• **STATED TASK 1**: Please retype the process-safety question starting with "I found some" and going on through "there is one?".

══════════

I am an Italian chemical engineering student and I am currently dealing with many problems regarding process safety - like LEL, UEL, LOC, AIT, etc, etc,....

My question are:

1)In one exam they ask me to find LEL and UEL of a organic fuel at different tempratures: 25°C and 300°C,and i am in posses of the following formula for the LEL at 25°C and LEL at other temperature:

-LEL_25°C=0.55*C_{stoichiometric}
C_{stoichiometric}=[(moles of Fuel)/(moles of Fuel+moles of Air)]_{stoichiometric}

-LEL_T=LEL(25°C)-[0.75/|ΔH_combustion|]*(T-25°C) where T is the unknown temperature

for UEL in the first equation instead of 0.55 is 3.5, and in the second instead of minus after LEL(25) there is + .Using these equations i get negative LEL at 300°C, so i suspect that these are not the real equation i need.Are they correct or im badly wrong?If i am wrong can you tell me the correct equations for finding LEL and UEL?


2)In another exam i got a acrylic acid plant conversion from propylene, i got 3 types of feedstock at the reactor: the propylene,water/steam and Air.The text says that the amount of oxygen in the Air feedstock is equal to the 60% of MOC.

This is the MOC formula that i know:

- MOC=LEL*(moles of O₂/moles of Fuel)_{stoichiometric} -which LEL is used is unspecifed,and besides I do not know if "stoichiometric" it is related to the quantity of fuel in the feedstock or the quantity indicated the chemical formula of partial oxidation of propylene.

I found some data of LEL and UEL at 20°C on EngineeringToolbox.com and i used this values in the MOC forumula,assuming that moles of fuel are the one i have in the feedstock, but I got the result that the moles of oxygen are lower than those required by the reaction.So even this formula is wrong?Or am I doing something wrong?


3)I do not have any formula to determine the temperature of auto ignition, there is one?



Extra question: in my tests, I often deal with plants of steam reforming, in the priamry reformer the two main reactions occur, the reaction of methane reforming and CO shift reaction.I know the feedstock fed to the reactor, and assuming that the reactor works at the equilibrium temperature (about 850 degrees celsius) and knowing the two equilibrium constants at 850°C i can calculate the output of the reactor using a system of two equations of chemical equilibrium.

══════════

• **STATED TASK 2**: In the listing, rename "saddle cloth" to "saddle blanket" in the lines starting with the line with "number on saddle" and going on through the line with "105 110 L 99", and keep everything else unchanged. Give back only those lines.

══════════

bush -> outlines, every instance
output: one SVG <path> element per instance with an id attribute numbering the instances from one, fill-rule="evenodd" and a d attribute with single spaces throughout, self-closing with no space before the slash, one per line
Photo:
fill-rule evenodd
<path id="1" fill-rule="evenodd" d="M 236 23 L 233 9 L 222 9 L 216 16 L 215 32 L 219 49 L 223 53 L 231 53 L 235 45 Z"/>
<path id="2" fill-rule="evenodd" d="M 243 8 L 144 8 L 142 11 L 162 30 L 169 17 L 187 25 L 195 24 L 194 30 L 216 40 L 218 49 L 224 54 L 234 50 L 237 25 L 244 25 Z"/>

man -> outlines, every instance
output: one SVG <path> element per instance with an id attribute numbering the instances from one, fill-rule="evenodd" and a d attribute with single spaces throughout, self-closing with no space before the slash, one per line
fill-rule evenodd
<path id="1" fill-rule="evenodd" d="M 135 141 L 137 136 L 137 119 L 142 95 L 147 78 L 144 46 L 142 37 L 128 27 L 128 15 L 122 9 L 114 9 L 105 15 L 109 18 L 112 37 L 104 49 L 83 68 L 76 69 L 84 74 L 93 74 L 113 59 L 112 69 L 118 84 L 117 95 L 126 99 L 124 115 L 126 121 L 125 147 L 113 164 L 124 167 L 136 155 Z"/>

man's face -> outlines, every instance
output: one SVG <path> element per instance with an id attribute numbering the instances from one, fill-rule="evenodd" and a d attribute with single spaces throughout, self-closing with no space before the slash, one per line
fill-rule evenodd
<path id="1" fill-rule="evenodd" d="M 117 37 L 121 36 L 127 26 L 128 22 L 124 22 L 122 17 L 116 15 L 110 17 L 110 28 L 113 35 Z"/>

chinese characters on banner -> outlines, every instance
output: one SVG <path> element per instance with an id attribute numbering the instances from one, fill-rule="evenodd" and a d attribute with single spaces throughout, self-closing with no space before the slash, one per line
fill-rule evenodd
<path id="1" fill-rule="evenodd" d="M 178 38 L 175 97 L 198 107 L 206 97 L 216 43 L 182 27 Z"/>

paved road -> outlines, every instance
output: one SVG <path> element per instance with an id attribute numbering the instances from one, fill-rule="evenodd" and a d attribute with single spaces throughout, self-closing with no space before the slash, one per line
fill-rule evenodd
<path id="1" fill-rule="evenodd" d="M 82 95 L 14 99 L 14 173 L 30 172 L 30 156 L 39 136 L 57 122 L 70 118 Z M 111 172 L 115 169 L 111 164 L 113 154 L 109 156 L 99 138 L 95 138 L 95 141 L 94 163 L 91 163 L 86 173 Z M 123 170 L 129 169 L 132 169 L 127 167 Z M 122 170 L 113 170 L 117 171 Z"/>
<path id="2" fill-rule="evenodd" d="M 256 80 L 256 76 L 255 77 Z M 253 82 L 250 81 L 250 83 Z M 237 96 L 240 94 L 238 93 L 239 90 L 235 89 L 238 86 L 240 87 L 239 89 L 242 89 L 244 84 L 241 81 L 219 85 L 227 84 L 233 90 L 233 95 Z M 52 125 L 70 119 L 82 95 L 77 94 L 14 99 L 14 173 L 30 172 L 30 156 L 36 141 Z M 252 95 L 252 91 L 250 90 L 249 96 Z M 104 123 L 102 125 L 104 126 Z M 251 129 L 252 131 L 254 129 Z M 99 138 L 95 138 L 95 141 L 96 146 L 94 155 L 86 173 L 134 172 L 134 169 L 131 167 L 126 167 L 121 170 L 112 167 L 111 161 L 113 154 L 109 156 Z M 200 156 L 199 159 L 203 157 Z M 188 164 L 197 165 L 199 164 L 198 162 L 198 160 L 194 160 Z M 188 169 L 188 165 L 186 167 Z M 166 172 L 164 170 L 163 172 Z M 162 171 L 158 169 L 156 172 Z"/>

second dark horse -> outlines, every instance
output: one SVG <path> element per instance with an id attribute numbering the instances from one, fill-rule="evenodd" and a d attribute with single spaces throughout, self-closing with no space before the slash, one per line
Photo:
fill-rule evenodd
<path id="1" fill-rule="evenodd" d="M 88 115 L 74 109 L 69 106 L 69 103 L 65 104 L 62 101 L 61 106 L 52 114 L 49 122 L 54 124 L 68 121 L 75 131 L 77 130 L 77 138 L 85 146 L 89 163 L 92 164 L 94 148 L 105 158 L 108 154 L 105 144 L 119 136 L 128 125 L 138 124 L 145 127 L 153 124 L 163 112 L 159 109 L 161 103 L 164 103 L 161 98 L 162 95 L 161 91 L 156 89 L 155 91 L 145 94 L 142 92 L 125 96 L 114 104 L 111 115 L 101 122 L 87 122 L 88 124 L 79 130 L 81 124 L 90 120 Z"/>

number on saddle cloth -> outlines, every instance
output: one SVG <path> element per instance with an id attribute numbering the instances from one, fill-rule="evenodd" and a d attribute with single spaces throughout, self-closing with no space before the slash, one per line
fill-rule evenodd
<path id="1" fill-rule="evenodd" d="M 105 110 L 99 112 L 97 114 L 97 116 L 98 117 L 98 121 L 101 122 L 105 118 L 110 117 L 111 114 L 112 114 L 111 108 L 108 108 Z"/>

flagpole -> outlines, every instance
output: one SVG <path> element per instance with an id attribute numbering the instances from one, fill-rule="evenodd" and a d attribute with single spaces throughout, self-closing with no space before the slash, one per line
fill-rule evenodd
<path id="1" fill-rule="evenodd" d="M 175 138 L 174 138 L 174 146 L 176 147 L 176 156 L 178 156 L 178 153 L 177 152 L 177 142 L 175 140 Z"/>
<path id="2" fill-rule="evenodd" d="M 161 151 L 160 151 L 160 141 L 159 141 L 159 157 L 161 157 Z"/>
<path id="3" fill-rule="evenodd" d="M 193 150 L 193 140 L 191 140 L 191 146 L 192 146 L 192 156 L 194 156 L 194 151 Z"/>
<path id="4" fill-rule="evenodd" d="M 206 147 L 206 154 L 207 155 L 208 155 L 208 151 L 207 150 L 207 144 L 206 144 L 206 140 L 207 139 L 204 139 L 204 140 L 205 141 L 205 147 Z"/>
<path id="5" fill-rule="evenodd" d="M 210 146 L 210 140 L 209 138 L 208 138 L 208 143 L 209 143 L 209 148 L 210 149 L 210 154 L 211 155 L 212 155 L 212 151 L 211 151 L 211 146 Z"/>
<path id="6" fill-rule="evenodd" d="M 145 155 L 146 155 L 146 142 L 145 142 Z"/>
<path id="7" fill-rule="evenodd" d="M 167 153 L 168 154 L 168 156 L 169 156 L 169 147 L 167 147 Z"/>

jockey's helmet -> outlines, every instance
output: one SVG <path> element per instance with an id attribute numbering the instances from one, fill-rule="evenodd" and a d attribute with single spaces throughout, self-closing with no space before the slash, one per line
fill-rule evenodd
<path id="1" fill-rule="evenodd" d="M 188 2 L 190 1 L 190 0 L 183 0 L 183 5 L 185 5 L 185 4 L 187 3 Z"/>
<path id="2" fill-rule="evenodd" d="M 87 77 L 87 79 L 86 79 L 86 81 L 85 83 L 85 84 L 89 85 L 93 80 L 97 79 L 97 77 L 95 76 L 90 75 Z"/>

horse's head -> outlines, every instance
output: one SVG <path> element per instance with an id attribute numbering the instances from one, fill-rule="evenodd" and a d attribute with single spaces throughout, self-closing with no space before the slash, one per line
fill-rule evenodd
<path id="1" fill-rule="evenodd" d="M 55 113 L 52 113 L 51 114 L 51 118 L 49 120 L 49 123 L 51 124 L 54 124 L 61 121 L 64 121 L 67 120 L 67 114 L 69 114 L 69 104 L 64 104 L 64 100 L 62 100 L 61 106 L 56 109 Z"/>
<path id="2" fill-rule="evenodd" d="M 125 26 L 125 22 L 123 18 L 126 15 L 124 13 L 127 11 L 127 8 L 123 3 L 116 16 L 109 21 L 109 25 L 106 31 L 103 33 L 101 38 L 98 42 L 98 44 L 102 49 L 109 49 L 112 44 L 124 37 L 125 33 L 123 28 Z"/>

══════════

• **EXERCISE OUTPUT 1**:
I found some data of LEL and UEL at 20°C on EngineeringToolbox.com and i used this values in the MOC forumula,assuming that moles of fuel are the one i have in the feedstock, but I got the result that the moles of oxygen are lower than those required by the reaction.So even this formula is wrong?Or am I doing something wrong?


3)I do not have any formula to determine the temperature of auto ignition, there is one?

• **EXERCISE OUTPUT 2**:
number on saddle blanket -> outlines, every instance
output: one SVG <path> element per instance with an id attribute numbering the instances from one, fill-rule="evenodd" and a d attribute with single spaces throughout, self-closing with no space before the slash, one per line
fill-rule evenodd
<path id="1" fill-rule="evenodd" d="M 105 110 L 99 112 L 97 114 L 97 116 L 98 117 L 98 121 L 101 122 L 105 118 L 110 117 L 111 114 L 112 114 L 111 108 L 108 108 Z"/>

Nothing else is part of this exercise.